● **WHAT YOU SHOULD DO**
Repeat the records. Each line must match exactly.

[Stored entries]
══════════════════════════════
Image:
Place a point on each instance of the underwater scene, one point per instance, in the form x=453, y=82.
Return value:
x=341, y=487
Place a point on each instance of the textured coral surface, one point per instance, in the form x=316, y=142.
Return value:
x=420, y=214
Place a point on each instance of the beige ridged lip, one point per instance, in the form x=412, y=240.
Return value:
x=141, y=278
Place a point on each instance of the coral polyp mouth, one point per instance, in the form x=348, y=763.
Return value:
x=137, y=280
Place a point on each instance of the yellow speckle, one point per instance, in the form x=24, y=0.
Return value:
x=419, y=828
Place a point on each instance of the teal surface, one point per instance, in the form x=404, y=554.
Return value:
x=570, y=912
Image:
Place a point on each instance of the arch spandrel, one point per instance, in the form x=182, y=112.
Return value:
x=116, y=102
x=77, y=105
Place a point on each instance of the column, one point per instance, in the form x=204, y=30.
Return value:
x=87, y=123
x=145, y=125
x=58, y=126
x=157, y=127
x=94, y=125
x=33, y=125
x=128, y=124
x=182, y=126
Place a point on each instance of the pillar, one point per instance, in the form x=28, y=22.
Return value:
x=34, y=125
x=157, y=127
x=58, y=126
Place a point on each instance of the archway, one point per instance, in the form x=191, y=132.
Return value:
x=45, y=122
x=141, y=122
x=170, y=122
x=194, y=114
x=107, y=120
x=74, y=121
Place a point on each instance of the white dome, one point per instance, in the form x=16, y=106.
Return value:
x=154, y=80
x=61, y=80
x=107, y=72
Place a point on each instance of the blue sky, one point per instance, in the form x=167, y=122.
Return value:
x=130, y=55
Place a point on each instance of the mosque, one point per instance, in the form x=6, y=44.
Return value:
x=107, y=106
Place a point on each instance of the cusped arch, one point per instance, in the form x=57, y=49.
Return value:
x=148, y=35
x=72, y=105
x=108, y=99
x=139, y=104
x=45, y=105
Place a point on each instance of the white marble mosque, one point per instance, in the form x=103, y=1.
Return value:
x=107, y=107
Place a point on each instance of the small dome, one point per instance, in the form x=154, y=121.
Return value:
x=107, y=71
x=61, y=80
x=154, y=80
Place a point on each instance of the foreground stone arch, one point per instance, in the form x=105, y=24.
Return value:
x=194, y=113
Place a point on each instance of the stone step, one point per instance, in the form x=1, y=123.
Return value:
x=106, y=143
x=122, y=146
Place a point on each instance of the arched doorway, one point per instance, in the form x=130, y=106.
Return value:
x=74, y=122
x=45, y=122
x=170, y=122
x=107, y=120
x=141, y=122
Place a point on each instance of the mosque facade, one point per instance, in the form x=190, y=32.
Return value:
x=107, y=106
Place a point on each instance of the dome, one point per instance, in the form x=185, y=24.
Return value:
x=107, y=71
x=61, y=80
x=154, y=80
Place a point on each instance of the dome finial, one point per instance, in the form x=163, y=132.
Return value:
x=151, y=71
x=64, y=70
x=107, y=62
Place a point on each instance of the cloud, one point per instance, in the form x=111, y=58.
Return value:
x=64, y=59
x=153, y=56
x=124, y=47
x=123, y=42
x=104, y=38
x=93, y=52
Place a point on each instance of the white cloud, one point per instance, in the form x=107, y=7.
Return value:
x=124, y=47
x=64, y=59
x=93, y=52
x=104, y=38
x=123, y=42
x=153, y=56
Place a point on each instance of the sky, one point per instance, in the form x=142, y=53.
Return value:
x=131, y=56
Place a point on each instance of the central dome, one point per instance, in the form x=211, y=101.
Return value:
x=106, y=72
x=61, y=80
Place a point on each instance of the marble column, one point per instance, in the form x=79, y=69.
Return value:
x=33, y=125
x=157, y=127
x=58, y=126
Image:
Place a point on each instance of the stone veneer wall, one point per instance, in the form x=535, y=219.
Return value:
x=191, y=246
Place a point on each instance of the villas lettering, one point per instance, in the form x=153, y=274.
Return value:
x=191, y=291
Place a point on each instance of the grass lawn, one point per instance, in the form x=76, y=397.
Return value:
══════════════════════════════
● **WRITTEN REPLY**
Image:
Place a point on each instance of the underwater scene, one point per instance, in the form x=453, y=82.
Return value:
x=341, y=487
Place a point on each instance of the textured coral surface, one point per instance, in the form x=316, y=142.
Return value:
x=420, y=214
Place a point on each instance of the beige ridged lip, one point per instance, in the form x=412, y=240.
Return value:
x=141, y=278
Place a point on each instance of the coral polyp mouth, one point per instance, in the form x=348, y=763.
Return value:
x=137, y=280
Place a point on each instance of the yellow speckle, one point per instance, in the form x=24, y=0.
Return value:
x=419, y=828
Place a point on each instance of the teal surface, one point per instance, in the form x=404, y=554.
Return value:
x=570, y=912
Image:
Place a point on each instance of the arch spandrel, one point per instance, in the form x=182, y=112.
Return value:
x=116, y=102
x=77, y=105
Place a point on each instance of the column, one point per instance, in the form x=204, y=30.
Return value:
x=87, y=123
x=145, y=125
x=58, y=126
x=157, y=127
x=94, y=125
x=33, y=125
x=128, y=124
x=182, y=126
Place a point on each instance of the pillar, one point per instance, in the form x=28, y=22.
Return value:
x=34, y=125
x=157, y=127
x=58, y=126
Place a point on each instance of the archway, one point per instance, in the form x=191, y=132.
Return value:
x=45, y=122
x=141, y=122
x=170, y=122
x=194, y=114
x=107, y=120
x=74, y=121
Place a point on each instance of the white dome, one point per instance, in the form x=16, y=106.
Return value:
x=154, y=80
x=61, y=80
x=107, y=72
Place a point on each instance of the blue sky, one point per instance, in the form x=167, y=122.
Return value:
x=130, y=55
Place a point on each instance of the mosque, one point per instance, in the form x=6, y=44.
Return value:
x=107, y=106
Place a point on each instance of the cusped arch, one point per instance, in the form x=57, y=49.
Return value:
x=148, y=35
x=72, y=105
x=108, y=99
x=139, y=104
x=45, y=105
Place a point on each instance of the white marble mosque, one point per instance, in the form x=103, y=1.
Return value:
x=107, y=107
Place a point on each instance of the small dome, one point per instance, in the form x=154, y=121.
Return value:
x=107, y=71
x=61, y=80
x=154, y=80
Place a point on each instance of the foreground stone arch, one point per instance, in the form x=105, y=24.
Return value:
x=194, y=113
Place a point on each instance of the stone step, one point per instance, in the form x=1, y=123.
Return value:
x=106, y=143
x=122, y=146
Place a point on each instance of the arched doorway, one point per instance, in the form x=130, y=106.
Return value:
x=74, y=122
x=45, y=122
x=170, y=122
x=107, y=120
x=141, y=122
Place a point on each instance of the mosque facade, one point per instance, in the form x=190, y=32.
Return value:
x=107, y=106
Place a point on each instance of the dome, one point per instance, in the form x=185, y=24.
Return value:
x=107, y=71
x=61, y=80
x=154, y=80
Place a point on each instance of the dome finial, one point per instance, in the form x=163, y=132.
Return value:
x=151, y=71
x=64, y=70
x=107, y=62
Place a point on each instance of the cloud, one point per instance, in the form x=111, y=58.
Return value:
x=64, y=59
x=153, y=56
x=124, y=47
x=123, y=42
x=104, y=38
x=93, y=52
Place a point on each instance of the white cloud, one point per instance, in the form x=107, y=7.
Return value:
x=124, y=47
x=64, y=59
x=93, y=52
x=104, y=38
x=123, y=42
x=153, y=56
Place a point on each instance of the sky, one point per instance, in the form x=142, y=53.
Return value:
x=131, y=56
Place a point on each instance of the central dome, one point per instance, in the form x=211, y=101.
Return value:
x=106, y=72
x=61, y=80
Place a point on each instance of the marble column, one point per instance, in the form x=79, y=69.
Return value:
x=33, y=125
x=157, y=127
x=58, y=126
Image:
Place a point on each instance of the stone veneer wall, one point per instance, in the form x=535, y=219.
Return value:
x=191, y=246
Place a point on each instance of the villas lettering, one point per instance, in the form x=153, y=274.
Return value:
x=191, y=291
Place a point on each instance of the grass lawn, one point per instance, in the form x=76, y=397.
Return value:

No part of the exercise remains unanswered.